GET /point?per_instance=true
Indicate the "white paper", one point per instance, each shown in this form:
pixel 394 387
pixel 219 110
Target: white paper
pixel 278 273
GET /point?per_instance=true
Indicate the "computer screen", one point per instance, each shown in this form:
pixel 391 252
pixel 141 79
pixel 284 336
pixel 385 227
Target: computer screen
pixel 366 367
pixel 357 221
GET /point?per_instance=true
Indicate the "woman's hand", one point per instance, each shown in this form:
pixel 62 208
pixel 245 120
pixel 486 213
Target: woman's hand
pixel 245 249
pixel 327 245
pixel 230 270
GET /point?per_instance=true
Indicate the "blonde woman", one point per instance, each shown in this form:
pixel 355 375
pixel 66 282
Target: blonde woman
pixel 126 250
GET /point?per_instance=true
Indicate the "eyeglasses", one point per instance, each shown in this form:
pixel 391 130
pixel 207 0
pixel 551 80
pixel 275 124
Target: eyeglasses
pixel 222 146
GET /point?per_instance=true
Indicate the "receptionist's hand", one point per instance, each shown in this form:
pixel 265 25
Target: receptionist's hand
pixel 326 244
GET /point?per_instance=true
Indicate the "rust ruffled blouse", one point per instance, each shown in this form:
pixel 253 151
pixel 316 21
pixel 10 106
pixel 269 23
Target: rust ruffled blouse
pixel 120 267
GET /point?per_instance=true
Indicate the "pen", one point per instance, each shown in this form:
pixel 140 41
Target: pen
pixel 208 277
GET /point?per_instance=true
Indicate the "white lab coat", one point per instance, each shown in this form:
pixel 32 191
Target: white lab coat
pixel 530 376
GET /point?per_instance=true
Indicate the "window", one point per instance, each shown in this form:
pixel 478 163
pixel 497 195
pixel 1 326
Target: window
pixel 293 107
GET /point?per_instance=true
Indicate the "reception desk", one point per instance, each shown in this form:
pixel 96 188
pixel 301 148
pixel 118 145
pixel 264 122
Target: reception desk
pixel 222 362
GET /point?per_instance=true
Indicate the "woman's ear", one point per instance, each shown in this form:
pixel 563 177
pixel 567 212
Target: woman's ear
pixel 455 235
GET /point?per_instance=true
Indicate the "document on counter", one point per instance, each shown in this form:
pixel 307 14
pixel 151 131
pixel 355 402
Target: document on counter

※

▶ _Exercise instructions_: Can you reproduce all of the records above, line for line and unchanged?

▶ _Task result_:
GET /point?per_instance=true
Indicate the "white paper", one point per instance, each shown in this form:
pixel 394 387
pixel 219 110
Target: white paper
pixel 278 273
GET /point?per_instance=true
Indicate the "computer screen", one point per instance, each shown in this form:
pixel 391 252
pixel 141 79
pixel 284 336
pixel 385 227
Target: computer screen
pixel 366 367
pixel 357 221
GET /point?per_instance=true
Indicate the "woman's hand", one point per instance, each shown in this form:
pixel 62 208
pixel 245 120
pixel 486 213
Target: woman's hand
pixel 245 249
pixel 327 245
pixel 230 270
GET /point?per_instance=true
Indicate the "blonde woman", one point per instance, each shown in this form:
pixel 355 375
pixel 66 282
Target: blonde woman
pixel 126 250
GET /point?per_instance=true
Indicate the "eyeglasses", one point per instance, each shown in this form:
pixel 391 130
pixel 207 0
pixel 551 80
pixel 275 124
Target: eyeglasses
pixel 222 146
GET /point?per_instance=true
Indicate the "receptionist's hand", one point per instance, each shown in this form:
pixel 265 25
Target: receptionist's hand
pixel 326 244
GET /point?per_instance=true
Indicate the "rust ruffled blouse", one point per instance, each shown in this form:
pixel 253 151
pixel 316 21
pixel 10 106
pixel 269 23
Target: rust ruffled blouse
pixel 120 267
GET /point?per_instance=true
Indicate the "pen", one point per instance, each shown in this form:
pixel 140 41
Target: pen
pixel 208 277
GET /point?per_instance=true
Indicate the "white lab coat", one point per instance, each shown in this form:
pixel 32 191
Target: white lab coat
pixel 530 376
GET /point?per_instance=true
Indicate the "window", one point per instance, each shown in this form:
pixel 478 163
pixel 497 195
pixel 1 326
Target: window
pixel 293 107
GET /point?per_instance=true
Indicate the "reception desk", one point per instance, each shown in this form:
pixel 96 188
pixel 301 148
pixel 118 145
pixel 264 122
Target: reception desk
pixel 222 362
GET /point?per_instance=true
Indicate the "woman's ear", one point per instance, each shown in this form:
pixel 563 177
pixel 567 212
Target: woman's ear
pixel 455 235
GET /point?per_instance=true
Indicate the "document on counter", one point per instance, each shown in this form:
pixel 307 14
pixel 151 131
pixel 355 402
Target: document on counter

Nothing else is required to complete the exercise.